Street Talk: Village talk

Daily News Egypt
5 Min Read

During the 2005 Presidential elections, President Hosni Mubarak pledged in his electoral platform to improve access to housing, drinking water and sanitation in the countryside.

Two years later, on Feb. 8 2007, the Cairo-based Egyptian Organization for Human Rights (EOHR) issued a report on the health condition in the country of 80 million.

The Jan 8 report uncovered the truth that we all know well: that all the rosy presidential campaign pledges disappeared into thin air.

Here’s a snippet of what the report revealed: Five million Egyptians died of contaminated water, according to the Minister of Irrigation and Water Resources Mahmoud Abuzeid during a ceremony marking World Water Day; rural areas have no sanitation networks (it’s common knowledge that most peasants still answer the call of nature the way their great grandparents did); 26 percent of Egyptians have high blood pressure, 48 percent are diabetics; 17 percent suffer from hepatitis, while 49 percent are infected with bilharzias; and renal failure cases are on the rise.

Although health care is a basic human right enshrined in international conventions and in Articles 16 and 17 of the Egyptian constitution, the Egyptian reality on the ground is that the government continuously neglects the health of Egyptians. It has even cut expenditure on the health sector.

Reports ranked Egypt first among countries infected with hepatitis and renal failure and Al-Beheira governorate (located about 135 km west of Cairo) leads the way as the worst province hit by the two killer diseases.

In Beheira, I met an ill-fated family where the father passed away after both his sons died of renal failure. Samir, the elder son, died in his 30s while the other, Yousef, died in his 40s.

> **TASK**
Copy out the column above on health conditions in rural Egypt word for word, from its headline to its final sentence.

> **INFORMATION PROVIDED**
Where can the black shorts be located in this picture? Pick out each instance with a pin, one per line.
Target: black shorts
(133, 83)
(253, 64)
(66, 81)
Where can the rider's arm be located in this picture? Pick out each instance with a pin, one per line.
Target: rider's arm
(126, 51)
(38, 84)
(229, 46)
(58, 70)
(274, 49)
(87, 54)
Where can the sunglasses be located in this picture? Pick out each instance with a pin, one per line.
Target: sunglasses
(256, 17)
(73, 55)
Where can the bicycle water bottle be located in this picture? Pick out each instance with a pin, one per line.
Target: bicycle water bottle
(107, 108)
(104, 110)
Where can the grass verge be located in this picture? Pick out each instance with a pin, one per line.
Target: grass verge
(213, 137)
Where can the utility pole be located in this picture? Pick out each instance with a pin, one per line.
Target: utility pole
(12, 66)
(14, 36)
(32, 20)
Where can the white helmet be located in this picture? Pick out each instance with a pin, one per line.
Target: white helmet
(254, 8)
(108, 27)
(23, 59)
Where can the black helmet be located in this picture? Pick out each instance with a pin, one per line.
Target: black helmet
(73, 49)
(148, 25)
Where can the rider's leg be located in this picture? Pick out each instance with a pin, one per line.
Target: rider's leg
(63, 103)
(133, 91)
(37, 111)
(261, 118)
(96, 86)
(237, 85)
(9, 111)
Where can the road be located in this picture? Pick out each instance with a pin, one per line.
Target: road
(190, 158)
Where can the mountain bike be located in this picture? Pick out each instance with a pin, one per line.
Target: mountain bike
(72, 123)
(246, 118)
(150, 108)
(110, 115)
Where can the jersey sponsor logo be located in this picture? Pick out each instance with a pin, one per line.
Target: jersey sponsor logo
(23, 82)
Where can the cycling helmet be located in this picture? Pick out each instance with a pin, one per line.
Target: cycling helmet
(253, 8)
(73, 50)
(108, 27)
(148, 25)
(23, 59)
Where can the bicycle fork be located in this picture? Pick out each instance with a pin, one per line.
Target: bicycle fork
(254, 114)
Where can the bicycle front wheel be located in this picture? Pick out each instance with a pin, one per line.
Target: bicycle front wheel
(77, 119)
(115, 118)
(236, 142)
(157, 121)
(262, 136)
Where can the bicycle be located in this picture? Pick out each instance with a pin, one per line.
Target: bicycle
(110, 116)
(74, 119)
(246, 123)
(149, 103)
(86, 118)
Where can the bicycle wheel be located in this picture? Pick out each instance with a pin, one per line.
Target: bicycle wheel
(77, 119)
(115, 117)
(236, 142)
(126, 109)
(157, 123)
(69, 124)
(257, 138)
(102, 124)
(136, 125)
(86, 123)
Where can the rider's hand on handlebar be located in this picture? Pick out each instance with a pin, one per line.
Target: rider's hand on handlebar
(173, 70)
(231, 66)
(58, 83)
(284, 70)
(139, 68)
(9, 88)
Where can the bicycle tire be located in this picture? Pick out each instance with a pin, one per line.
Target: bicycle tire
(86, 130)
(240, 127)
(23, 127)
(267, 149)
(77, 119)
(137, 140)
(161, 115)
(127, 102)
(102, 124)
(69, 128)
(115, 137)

> **OUTPUT OF THE TASK**
Street Talk: Village talk

Daily News Egypt
5 Min Read

During the 2005 Presidential elections, President Hosni Mubarak pledged in his electoral platform to improve access to housing, drinking water and sanitation in the countryside.

Two years later, on Feb. 8 2007, the Cairo-based Egyptian Organization for Human Rights (EOHR) issued a report on the health condition in the country of 80 million.

The Jan 8 report uncovered the truth that we all know well: that all the rosy presidential campaign pledges disappeared into thin air.

Here’s a snippet of what the report revealed: Five million Egyptians died of contaminated water, according to the Minister of Irrigation and Water Resources Mahmoud Abuzeid during a ceremony marking World Water Day; rural areas have no sanitation networks (it’s common knowledge that most peasants still answer the call of nature the way their great grandparents did); 26 percent of Egyptians have high blood pressure, 48 percent are diabetics; 17 percent suffer from hepatitis, while 49 percent are infected with bilharzias; and renal failure cases are on the rise.

Although health care is a basic human right enshrined in international conventions and in Articles 16 and 17 of the Egyptian constitution, the Egyptian reality on the ground is that the government continuously neglects the health of Egyptians. It has even cut expenditure on the health sector.

Reports ranked Egypt first among countries infected with hepatitis and renal failure and Al-Beheira governorate (located about 135 km west of Cairo) leads the way as the worst province hit by the two killer diseases.

In Beheira, I met an ill-fated family where the father passed away after both his sons died of renal failure. Samir, the elder son, died in his 30s while the other, Yousef, died in his 40s.